## BEGIN
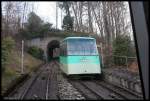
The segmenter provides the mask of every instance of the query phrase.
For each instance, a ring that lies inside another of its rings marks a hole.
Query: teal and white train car
[[[60,68],[67,75],[101,74],[96,39],[67,37],[60,44]]]

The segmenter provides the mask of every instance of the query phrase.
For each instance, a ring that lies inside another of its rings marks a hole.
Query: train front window
[[[95,40],[68,40],[68,55],[97,55]]]

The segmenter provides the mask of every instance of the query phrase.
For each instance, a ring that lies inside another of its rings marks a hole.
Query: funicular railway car
[[[60,68],[66,75],[101,74],[96,40],[67,37],[60,44]]]

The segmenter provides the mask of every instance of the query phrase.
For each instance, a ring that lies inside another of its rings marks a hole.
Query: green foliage
[[[26,39],[32,39],[36,37],[43,37],[50,31],[52,24],[44,23],[39,16],[34,12],[28,15],[27,23],[25,28],[20,31],[23,37]]]
[[[72,31],[73,30],[73,21],[74,21],[74,19],[73,19],[73,17],[71,17],[70,11],[69,11],[69,8],[71,7],[71,2],[68,2],[68,1],[61,2],[61,3],[59,3],[59,7],[62,10],[65,10],[65,12],[66,12],[66,16],[63,19],[62,28],[65,31]]]
[[[66,15],[63,19],[63,25],[62,28],[65,31],[72,31],[73,30],[73,17]]]
[[[28,53],[31,54],[33,57],[38,59],[43,59],[44,51],[40,48],[37,48],[35,46],[28,48]]]
[[[5,65],[9,62],[10,53],[14,49],[15,41],[12,37],[8,36],[2,39],[2,70],[5,70]]]
[[[131,43],[129,36],[119,35],[113,42],[113,54],[117,56],[135,56],[135,47]],[[125,58],[114,57],[114,63],[125,65]]]

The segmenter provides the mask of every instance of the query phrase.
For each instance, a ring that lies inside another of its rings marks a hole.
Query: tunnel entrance
[[[47,45],[47,60],[58,60],[59,59],[59,41],[53,40]]]

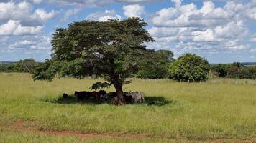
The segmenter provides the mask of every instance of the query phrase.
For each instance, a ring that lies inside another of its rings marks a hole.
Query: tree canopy
[[[125,102],[122,86],[129,83],[126,79],[137,72],[138,61],[147,51],[144,43],[154,41],[145,29],[146,25],[140,18],[128,18],[86,20],[57,29],[52,40],[52,58],[35,67],[33,77],[52,80],[55,75],[101,76],[106,82],[97,82],[92,88],[114,85],[118,102],[122,104]]]
[[[180,56],[170,67],[170,77],[178,81],[201,82],[207,79],[210,65],[196,54]]]

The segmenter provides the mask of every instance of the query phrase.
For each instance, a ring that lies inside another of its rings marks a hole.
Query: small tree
## END
# THE EXERCISE
Turn all of the data above into a numbered list with one line per item, skipping the blank lines and leaving out the pictures.

# ANSWER TO THIS TASK
1. The segmenter provides the mask of every instance of the query phrase.
2. For each instance, a ring that lies inside another of its rings marks a hole.
3. Query: teal and white train car
4. [[[60,68],[67,75],[101,74],[96,39],[67,37],[60,44]]]
5. The segmenter provides the mask of every instance of the query phrase.
6. For each instance, a ring that lies inside another of its rings marks a hole.
7. Query: train front window
8. [[[95,40],[68,40],[68,55],[97,55]]]
9. The segmenter provides the mask of every instance of the query phrase.
10. For each instance, a ring that lies inside another of its rings marks a hole.
11. Query: funicular railway car
12. [[[60,68],[66,75],[101,74],[96,40],[67,37],[60,44]]]
13. The segmenter provides the mask of every instance of the query phrase.
14. For each instance, a ring that lies inside another of its rings marks a hole.
15. Query: green foliage
16. [[[26,39],[32,39],[36,37],[43,37],[50,31],[52,24],[44,23],[39,16],[34,12],[28,15],[27,23],[25,28],[20,31],[23,37]]]
17. [[[72,31],[73,30],[73,21],[74,21],[74,19],[73,19],[73,17],[71,17],[70,11],[69,11],[69,8],[71,7],[71,2],[68,2],[68,1],[61,2],[61,3],[59,3],[59,7],[62,10],[65,10],[65,12],[66,12],[66,16],[63,19],[62,28],[65,31]]]
18. [[[66,15],[63,19],[63,25],[62,28],[65,31],[72,31],[73,30],[73,17]]]
19. [[[28,53],[31,54],[33,57],[38,59],[43,59],[44,51],[40,48],[37,48],[35,46],[28,48]]]
20. [[[5,65],[9,62],[10,53],[14,49],[15,41],[12,37],[8,36],[2,39],[2,70],[5,70]]]
21. [[[131,43],[129,36],[119,35],[113,42],[113,54],[117,56],[135,56],[135,47]],[[125,58],[114,57],[114,63],[125,65]]]
22. The segmenter provides the mask of every instance of the query phrase.
23. For each instance, a ring that lies inside another of its rings marks a hole.
24. Query: tunnel entrance
25. [[[47,45],[47,60],[58,60],[59,59],[59,41],[53,40]]]
26. The segmenter provides the mask of every instance of the query phrase.
27. For each instance, a ring that lies inside another of its rings marks a hole.
28. Query: tree canopy
29. [[[125,102],[122,86],[129,83],[126,79],[137,72],[138,61],[147,51],[144,43],[154,41],[145,29],[146,25],[140,18],[128,18],[86,20],[57,29],[52,40],[52,58],[35,67],[33,77],[52,80],[55,75],[101,76],[106,82],[97,82],[92,88],[114,85],[118,102],[122,104]]]
30. [[[180,56],[170,67],[170,77],[178,81],[201,82],[207,79],[210,65],[196,54]]]
31. The segmenter provides the mask of every instance of the query phrase.
32. For each instance, a ring that lies inside another of its rings marks a hole.
33. Query: small tree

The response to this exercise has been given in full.